● Material for this task:

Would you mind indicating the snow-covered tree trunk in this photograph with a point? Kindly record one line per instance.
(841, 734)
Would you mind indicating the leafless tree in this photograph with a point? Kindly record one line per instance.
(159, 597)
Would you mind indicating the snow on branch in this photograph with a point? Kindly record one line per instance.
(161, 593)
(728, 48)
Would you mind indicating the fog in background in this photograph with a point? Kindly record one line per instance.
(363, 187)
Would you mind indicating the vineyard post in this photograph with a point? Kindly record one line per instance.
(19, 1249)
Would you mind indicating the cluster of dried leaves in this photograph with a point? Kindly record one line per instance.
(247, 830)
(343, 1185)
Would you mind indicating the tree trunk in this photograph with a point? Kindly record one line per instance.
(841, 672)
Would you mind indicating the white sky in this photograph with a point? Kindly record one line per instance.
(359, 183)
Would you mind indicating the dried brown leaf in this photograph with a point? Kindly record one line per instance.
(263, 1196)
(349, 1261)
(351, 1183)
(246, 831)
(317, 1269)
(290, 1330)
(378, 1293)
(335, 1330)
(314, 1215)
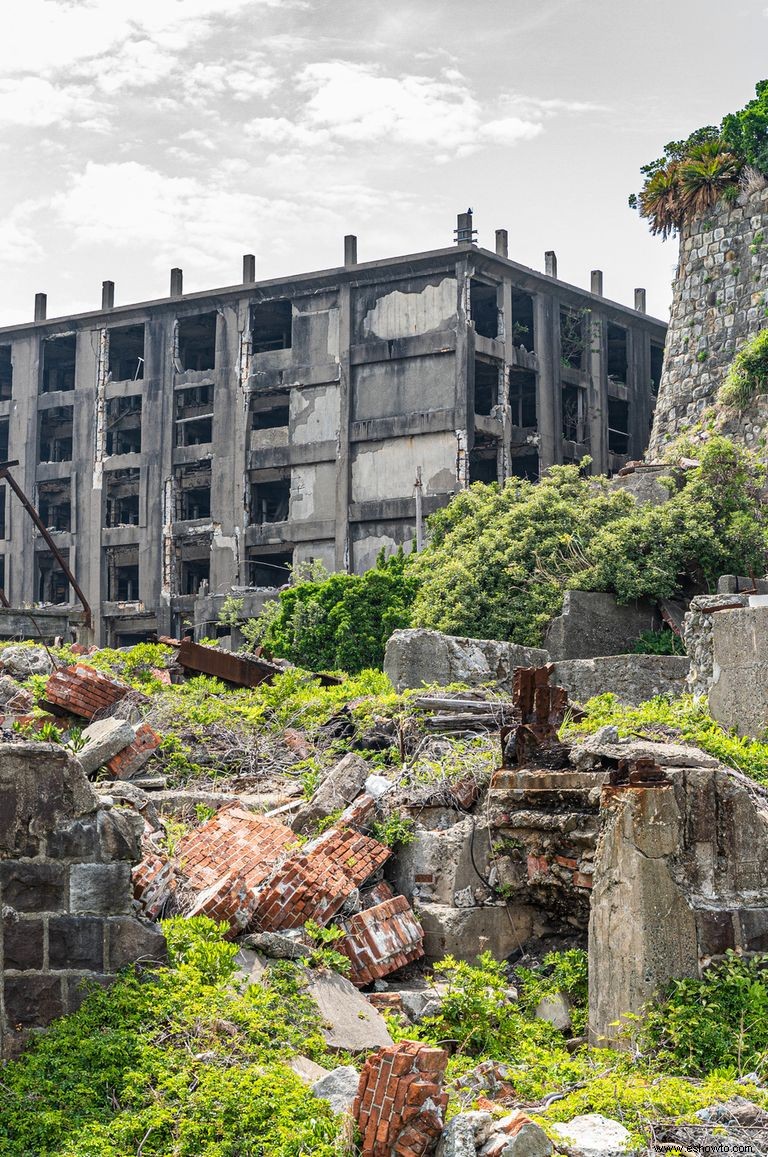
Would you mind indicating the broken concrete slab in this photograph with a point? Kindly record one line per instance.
(341, 785)
(349, 1023)
(593, 624)
(418, 658)
(103, 739)
(632, 678)
(339, 1088)
(592, 1135)
(465, 933)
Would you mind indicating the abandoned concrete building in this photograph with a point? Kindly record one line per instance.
(207, 441)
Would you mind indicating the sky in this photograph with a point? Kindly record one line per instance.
(142, 134)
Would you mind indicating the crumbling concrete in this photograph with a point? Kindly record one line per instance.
(65, 890)
(738, 697)
(632, 678)
(415, 658)
(593, 624)
(680, 875)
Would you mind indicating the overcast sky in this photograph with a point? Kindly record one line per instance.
(139, 134)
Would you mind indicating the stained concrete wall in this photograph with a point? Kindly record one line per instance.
(379, 378)
(65, 890)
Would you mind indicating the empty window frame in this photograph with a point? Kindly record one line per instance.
(523, 331)
(122, 498)
(268, 411)
(193, 492)
(51, 583)
(123, 574)
(484, 309)
(270, 496)
(271, 326)
(6, 374)
(525, 465)
(618, 426)
(522, 398)
(59, 358)
(618, 361)
(54, 503)
(194, 415)
(54, 442)
(484, 461)
(657, 366)
(197, 341)
(267, 569)
(573, 338)
(486, 385)
(193, 565)
(124, 426)
(574, 406)
(126, 353)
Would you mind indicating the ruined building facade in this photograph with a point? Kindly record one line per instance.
(209, 440)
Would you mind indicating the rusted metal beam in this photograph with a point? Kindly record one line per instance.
(5, 472)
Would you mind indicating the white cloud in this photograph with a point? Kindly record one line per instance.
(36, 103)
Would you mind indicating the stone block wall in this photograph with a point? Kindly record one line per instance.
(718, 302)
(65, 890)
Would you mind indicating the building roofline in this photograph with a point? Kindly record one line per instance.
(316, 279)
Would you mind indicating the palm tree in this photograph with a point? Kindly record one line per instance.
(707, 171)
(661, 199)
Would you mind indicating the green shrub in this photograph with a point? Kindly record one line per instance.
(720, 1022)
(342, 623)
(175, 1061)
(499, 560)
(686, 717)
(658, 642)
(747, 375)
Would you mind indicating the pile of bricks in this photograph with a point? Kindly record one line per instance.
(400, 1104)
(82, 691)
(132, 758)
(316, 884)
(382, 940)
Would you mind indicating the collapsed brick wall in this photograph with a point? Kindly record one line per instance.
(65, 890)
(400, 1104)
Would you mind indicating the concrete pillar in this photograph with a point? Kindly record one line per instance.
(548, 404)
(598, 389)
(351, 249)
(642, 930)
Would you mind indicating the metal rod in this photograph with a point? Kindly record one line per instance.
(5, 472)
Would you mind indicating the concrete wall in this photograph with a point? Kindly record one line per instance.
(65, 890)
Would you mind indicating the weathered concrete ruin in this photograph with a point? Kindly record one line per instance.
(337, 405)
(65, 889)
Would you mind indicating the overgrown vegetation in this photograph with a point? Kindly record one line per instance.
(686, 719)
(695, 172)
(499, 560)
(747, 375)
(174, 1061)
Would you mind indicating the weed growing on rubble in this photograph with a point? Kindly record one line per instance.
(685, 719)
(174, 1061)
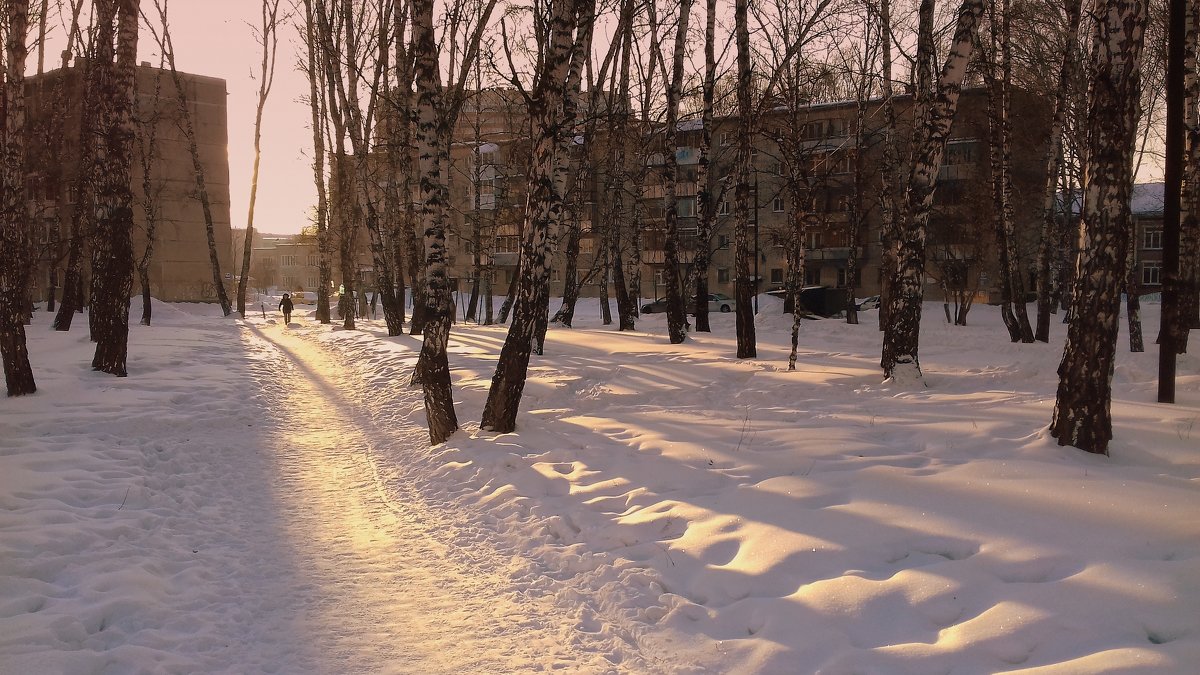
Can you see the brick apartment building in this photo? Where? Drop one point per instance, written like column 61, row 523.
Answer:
column 487, row 181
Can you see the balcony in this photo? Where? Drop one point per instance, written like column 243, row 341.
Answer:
column 831, row 252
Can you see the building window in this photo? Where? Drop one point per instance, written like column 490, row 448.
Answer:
column 1152, row 273
column 1152, row 238
column 507, row 244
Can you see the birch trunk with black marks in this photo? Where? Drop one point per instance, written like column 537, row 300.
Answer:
column 198, row 173
column 889, row 171
column 431, row 136
column 269, row 37
column 83, row 215
column 315, row 70
column 148, row 155
column 1189, row 202
column 933, row 115
column 15, row 221
column 706, row 203
column 1049, row 255
column 113, row 252
column 1083, row 416
column 676, row 312
column 743, row 288
column 552, row 115
column 1013, row 308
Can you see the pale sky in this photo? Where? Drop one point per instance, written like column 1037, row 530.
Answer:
column 214, row 37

● What the task asks:
Your answer should consist of the lines above that hold the word "like".

● Written response:
Can you see the brick apartment building in this photo? Where? Drop one point per instance, written like column 61, row 523.
Can you see the balcony in this photo? Where? Drop one point per instance, written like column 243, row 341.
Can you see the building window in this photo? Where? Drop one point per instance, written like column 490, row 448.
Can you see the birch trunk with black marks in this photo? Where? Drop one point per instance, written like column 537, row 300.
Can you see the pale sky in this photo? Where? Drop one point per instance, written like column 1037, row 530.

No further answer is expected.